AIM OF THE EXERCISE:
It is required that all of the data be written out exactly.

RECORDS SHOWN:
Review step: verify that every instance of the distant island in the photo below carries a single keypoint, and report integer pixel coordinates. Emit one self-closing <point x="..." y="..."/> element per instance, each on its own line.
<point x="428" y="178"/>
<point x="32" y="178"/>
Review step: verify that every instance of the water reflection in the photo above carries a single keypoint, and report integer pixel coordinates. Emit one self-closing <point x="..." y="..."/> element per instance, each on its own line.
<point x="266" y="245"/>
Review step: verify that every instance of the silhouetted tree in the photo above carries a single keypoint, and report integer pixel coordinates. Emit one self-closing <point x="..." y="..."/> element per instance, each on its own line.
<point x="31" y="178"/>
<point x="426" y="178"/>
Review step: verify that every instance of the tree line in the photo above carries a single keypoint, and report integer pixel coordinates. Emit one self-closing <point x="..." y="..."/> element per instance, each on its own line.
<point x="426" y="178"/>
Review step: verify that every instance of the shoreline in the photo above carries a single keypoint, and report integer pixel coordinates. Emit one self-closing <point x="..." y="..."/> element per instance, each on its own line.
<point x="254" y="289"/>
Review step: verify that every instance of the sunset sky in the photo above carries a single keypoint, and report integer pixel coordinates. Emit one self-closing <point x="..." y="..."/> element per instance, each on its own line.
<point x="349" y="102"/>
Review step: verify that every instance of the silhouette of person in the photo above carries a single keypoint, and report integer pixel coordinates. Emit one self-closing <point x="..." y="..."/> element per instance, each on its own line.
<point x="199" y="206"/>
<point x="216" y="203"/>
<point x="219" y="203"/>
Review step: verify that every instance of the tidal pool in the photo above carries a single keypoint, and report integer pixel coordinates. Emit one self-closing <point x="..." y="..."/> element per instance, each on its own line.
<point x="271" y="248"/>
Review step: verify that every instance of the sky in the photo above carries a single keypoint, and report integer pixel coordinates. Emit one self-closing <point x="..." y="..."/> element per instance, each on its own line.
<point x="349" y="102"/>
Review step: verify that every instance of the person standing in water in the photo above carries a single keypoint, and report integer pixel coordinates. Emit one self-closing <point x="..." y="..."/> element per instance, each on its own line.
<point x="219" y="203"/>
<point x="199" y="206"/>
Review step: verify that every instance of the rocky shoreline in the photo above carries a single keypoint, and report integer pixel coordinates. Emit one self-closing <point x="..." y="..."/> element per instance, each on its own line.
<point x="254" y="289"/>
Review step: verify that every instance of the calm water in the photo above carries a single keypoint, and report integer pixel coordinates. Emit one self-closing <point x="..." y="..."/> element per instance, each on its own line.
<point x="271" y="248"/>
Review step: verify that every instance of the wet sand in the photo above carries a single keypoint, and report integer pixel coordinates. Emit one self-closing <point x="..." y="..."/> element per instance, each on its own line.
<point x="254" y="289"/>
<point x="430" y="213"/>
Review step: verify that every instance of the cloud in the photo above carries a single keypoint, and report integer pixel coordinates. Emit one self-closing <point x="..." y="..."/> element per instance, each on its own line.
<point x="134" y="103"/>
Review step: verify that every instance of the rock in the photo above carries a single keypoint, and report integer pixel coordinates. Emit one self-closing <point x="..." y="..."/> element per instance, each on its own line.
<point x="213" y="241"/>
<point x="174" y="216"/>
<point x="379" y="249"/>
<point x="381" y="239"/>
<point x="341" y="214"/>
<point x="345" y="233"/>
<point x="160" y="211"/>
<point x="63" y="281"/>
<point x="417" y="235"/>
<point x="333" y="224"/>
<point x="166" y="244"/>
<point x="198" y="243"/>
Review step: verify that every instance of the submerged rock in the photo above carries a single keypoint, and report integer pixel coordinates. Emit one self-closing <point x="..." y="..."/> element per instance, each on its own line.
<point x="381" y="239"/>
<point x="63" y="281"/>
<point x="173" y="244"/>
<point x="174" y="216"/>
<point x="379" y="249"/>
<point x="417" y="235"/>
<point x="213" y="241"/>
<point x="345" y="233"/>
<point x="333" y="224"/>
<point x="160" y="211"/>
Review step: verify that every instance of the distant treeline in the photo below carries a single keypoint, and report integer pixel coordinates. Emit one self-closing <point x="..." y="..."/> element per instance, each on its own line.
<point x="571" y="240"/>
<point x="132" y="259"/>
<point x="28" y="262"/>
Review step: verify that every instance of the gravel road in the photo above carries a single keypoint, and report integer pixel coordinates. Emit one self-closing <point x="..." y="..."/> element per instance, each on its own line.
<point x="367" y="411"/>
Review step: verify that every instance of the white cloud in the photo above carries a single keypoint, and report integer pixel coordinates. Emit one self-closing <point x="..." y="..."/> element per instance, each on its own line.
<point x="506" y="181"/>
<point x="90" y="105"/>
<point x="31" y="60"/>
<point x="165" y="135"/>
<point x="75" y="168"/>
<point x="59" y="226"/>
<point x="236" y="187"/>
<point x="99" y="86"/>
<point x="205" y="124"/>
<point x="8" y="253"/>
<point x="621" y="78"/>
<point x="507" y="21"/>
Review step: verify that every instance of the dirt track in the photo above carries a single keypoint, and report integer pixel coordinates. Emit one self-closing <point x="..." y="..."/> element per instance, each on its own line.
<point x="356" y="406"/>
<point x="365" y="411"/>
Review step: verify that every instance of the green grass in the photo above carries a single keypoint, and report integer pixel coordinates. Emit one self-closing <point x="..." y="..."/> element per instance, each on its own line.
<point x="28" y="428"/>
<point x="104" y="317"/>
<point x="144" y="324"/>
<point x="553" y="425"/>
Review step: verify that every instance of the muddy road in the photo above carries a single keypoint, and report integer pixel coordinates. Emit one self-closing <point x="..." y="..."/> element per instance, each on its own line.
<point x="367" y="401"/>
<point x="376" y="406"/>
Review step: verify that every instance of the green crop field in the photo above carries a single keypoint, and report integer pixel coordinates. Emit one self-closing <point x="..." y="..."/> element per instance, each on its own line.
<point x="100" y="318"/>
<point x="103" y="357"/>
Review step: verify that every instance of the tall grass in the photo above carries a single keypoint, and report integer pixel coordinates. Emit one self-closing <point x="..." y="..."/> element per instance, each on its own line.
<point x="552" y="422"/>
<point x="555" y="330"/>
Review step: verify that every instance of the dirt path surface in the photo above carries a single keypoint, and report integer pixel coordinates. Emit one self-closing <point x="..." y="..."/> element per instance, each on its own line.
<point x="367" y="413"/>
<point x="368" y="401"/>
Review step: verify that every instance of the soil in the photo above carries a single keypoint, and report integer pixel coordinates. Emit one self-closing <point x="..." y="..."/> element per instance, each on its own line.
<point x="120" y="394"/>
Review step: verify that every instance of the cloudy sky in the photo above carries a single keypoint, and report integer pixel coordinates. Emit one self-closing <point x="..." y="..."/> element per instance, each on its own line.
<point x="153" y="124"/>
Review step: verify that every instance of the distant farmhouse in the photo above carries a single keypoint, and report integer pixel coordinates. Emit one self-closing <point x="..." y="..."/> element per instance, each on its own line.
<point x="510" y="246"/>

TASK SOLUTION:
Review step: verify that every instance of the distant island in the photo below carries a single keypoint, and report integer pixel coordinates. Emit one self-closing <point x="..." y="..."/> element per instance, each on its own line.
<point x="428" y="178"/>
<point x="32" y="178"/>
Review step: verify that every instance of the water reflection in the photo above carries a single keypoint, and report integer pixel coordinates. Emit one self-closing <point x="..." y="..."/> element per instance, each on its own line.
<point x="266" y="245"/>
Review step: verify that every instance of the silhouetted tree in the photo above carries a single keypoint, and report integer pixel coordinates. Emit one self-closing <point x="..." y="..."/> element per instance, each on its own line.
<point x="31" y="178"/>
<point x="426" y="178"/>
Review step: verify that every instance of the tree line in the photo above carries a single keypoint, and report integer pixel coordinates. Emit one self-closing <point x="..." y="..."/> element per instance, each on its own line.
<point x="426" y="178"/>
Review step: verify that every instance of the shoreline in the photo above carries a single keypoint, and report integer pixel coordinates. Emit one self-closing <point x="..." y="..."/> element per instance, each on its own line.
<point x="254" y="289"/>
Review step: verify that every instance of the sunset sky in the photo above carries a single keypoint, and report integer pixel coordinates. Emit one self-closing <point x="..." y="..."/> element per instance, each on its own line.
<point x="349" y="102"/>
Review step: verify that every instance of the silhouette of person in the photo above carries a single keypoint, and report integer pixel coordinates. Emit one self-closing <point x="..." y="..."/> element per instance, each on its own line.
<point x="199" y="206"/>
<point x="216" y="203"/>
<point x="219" y="203"/>
Review step: verify that every instance of the tidal pool in the photo above carries a single keypoint, and report integer pixel coordinates. Emit one self-closing <point x="..." y="..."/> element per instance, each on its own line.
<point x="271" y="248"/>
Review step: verify that every instance of the sky in the photo above carries a single keypoint, and report integer pixel coordinates. Emit one self-closing <point x="..." y="..."/> element per instance, each on its own line.
<point x="349" y="102"/>
Review step: verify that every instance of the person standing in water in the photo above carries a single keypoint, and report integer pixel coordinates. Emit one self-closing <point x="..." y="..."/> element per instance, each on its own line.
<point x="219" y="203"/>
<point x="199" y="206"/>
Review step: verify that every instance of the rocky shoreline in the photo above carries a single keypoint, and report integer pixel coordinates. Emit one self-closing <point x="..." y="..."/> element per instance, each on its own line.
<point x="254" y="289"/>
Review step: verify that every instance of the calm water in the photo above carries a single keypoint, and report integer pixel coordinates. Emit one self-closing <point x="..." y="..."/> element per instance, each on its own line.
<point x="271" y="248"/>
Review step: verify that every instance of the wet sand in the photo above carries a single keypoint, and report integer pixel coordinates. Emit one self-closing <point x="..." y="..."/> element per instance, each on its own line.
<point x="254" y="289"/>
<point x="430" y="213"/>
Review step: verify that every instance of the cloud in the photo above carries a single keypoint, and report integer pixel coordinates. Emit one self-closing <point x="..." y="..."/> element per instance, each on its own line.
<point x="134" y="103"/>
Review step: verify that every instance of the rock in the photo above carries a single keypoint, and report integer pixel coordinates. Emit one self-closing <point x="..." y="..."/> element per instance, each on its own line.
<point x="213" y="241"/>
<point x="174" y="216"/>
<point x="379" y="249"/>
<point x="381" y="239"/>
<point x="341" y="214"/>
<point x="345" y="233"/>
<point x="160" y="211"/>
<point x="63" y="281"/>
<point x="417" y="235"/>
<point x="333" y="224"/>
<point x="166" y="244"/>
<point x="198" y="243"/>
Review step: verify that every instance of the submerged rock in the photo above carries a single keypoint, and report integer pixel coordinates. Emit one self-closing <point x="..." y="..."/> element per instance, each on its own line.
<point x="381" y="239"/>
<point x="63" y="281"/>
<point x="173" y="244"/>
<point x="174" y="216"/>
<point x="379" y="249"/>
<point x="417" y="235"/>
<point x="213" y="241"/>
<point x="345" y="233"/>
<point x="333" y="224"/>
<point x="160" y="211"/>
Review step: verify that every instance of the distant treeline in the photo below carries a single keypoint, and report integer pixel coordinates. Emit one self-closing <point x="..." y="..."/> element per instance, each on its own line.
<point x="571" y="240"/>
<point x="132" y="259"/>
<point x="28" y="262"/>
Review step: verify that every instance of the gravel road in the photo above carries a single keypoint, and report integer pixel coordinates. Emit one self-closing <point x="..." y="..."/> element per instance, each on its own line.
<point x="367" y="411"/>
Review step: verify that every instance of the white cloud in the photo above carries a single keypoint, and report integer pixel coordinates. Emit one self-closing <point x="..." y="..."/> element per instance, each on its own line.
<point x="506" y="181"/>
<point x="90" y="105"/>
<point x="31" y="60"/>
<point x="165" y="135"/>
<point x="75" y="168"/>
<point x="59" y="226"/>
<point x="236" y="187"/>
<point x="99" y="86"/>
<point x="205" y="124"/>
<point x="8" y="253"/>
<point x="621" y="78"/>
<point x="507" y="21"/>
Review step: verify that every instance of the dirt track in the photo above carries a single keypoint, and report integer pixel coordinates. Emit one self-closing <point x="..." y="..."/> element per instance, each on its own line.
<point x="356" y="406"/>
<point x="365" y="411"/>
Review step: verify that every instance of the green grass in the photo above carries a single keypoint, and report integer pixel coordinates. Emit one self-closing <point x="..." y="..."/> element per instance, each on its own line.
<point x="28" y="428"/>
<point x="104" y="317"/>
<point x="144" y="324"/>
<point x="553" y="425"/>
Review step: verify that every instance of the muddy road in the photo above carries a single keypoint, and report integer pixel coordinates. Emit one self-closing <point x="..." y="..."/> element per instance, each on its own line.
<point x="367" y="401"/>
<point x="376" y="406"/>
Review step: verify that every instance of the green crop field in the photo above carries a single keypoint, and report integer pixel coordinates. Emit one self-closing <point x="..." y="..."/> element per instance, each on its own line.
<point x="100" y="318"/>
<point x="103" y="357"/>
Review step: verify that every instance of the tall grass in the photo above carries a single keypoint, and report integer pixel coordinates. Emit one self-closing <point x="..." y="..."/> element per instance, each on its own line.
<point x="552" y="422"/>
<point x="555" y="330"/>
Review step: verify that every instance of the dirt path surface in the photo above carries a single keypoint, and report integer pixel coordinates. Emit one self-closing <point x="..." y="..."/> element per instance, each on its own line.
<point x="367" y="413"/>
<point x="368" y="401"/>
Review step: verify that every instance of the soil in the photo above carries a single keypoint, and report integer pixel coordinates. Emit one self-closing <point x="..." y="..."/> element per instance, each on its own line.
<point x="120" y="394"/>
Review step: verify that every instance of the cloudy sky in the photo above carries a single keypoint, and report integer pixel coordinates. Emit one self-closing <point x="..." y="..."/> element per instance, each on its own line.
<point x="153" y="124"/>
Review step: verify that every instance of the distant farmhouse in the photo above carries a single keypoint, and report integer pixel coordinates. Emit one self-closing <point x="..." y="..."/> element per instance, each on its own line.
<point x="510" y="246"/>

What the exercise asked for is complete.